### EXERCISE AIM
Duplicate each of the following records line for line, with no changes.

### RECORDS SHOWN
╭──
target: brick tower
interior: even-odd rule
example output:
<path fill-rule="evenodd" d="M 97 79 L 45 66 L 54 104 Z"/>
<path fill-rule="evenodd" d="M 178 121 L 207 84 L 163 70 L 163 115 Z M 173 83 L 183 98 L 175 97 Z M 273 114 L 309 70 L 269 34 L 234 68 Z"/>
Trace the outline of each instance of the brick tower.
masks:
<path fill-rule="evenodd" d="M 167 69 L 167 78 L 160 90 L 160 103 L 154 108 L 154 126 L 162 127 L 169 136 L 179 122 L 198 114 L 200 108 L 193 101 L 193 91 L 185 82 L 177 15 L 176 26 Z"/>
╰──
### WRITTEN ANSWER
target: brick tower
interior: even-odd rule
example output:
<path fill-rule="evenodd" d="M 97 79 L 45 66 L 54 104 Z"/>
<path fill-rule="evenodd" d="M 178 121 L 207 84 L 163 70 L 163 115 Z M 173 83 L 183 98 L 175 97 Z M 273 114 L 309 70 L 269 34 L 234 68 Z"/>
Trace the outline of each instance of the brick tower.
masks:
<path fill-rule="evenodd" d="M 167 69 L 167 78 L 160 90 L 160 103 L 154 108 L 154 126 L 162 127 L 169 136 L 179 122 L 198 114 L 200 108 L 193 101 L 193 91 L 185 82 L 177 15 L 176 26 Z"/>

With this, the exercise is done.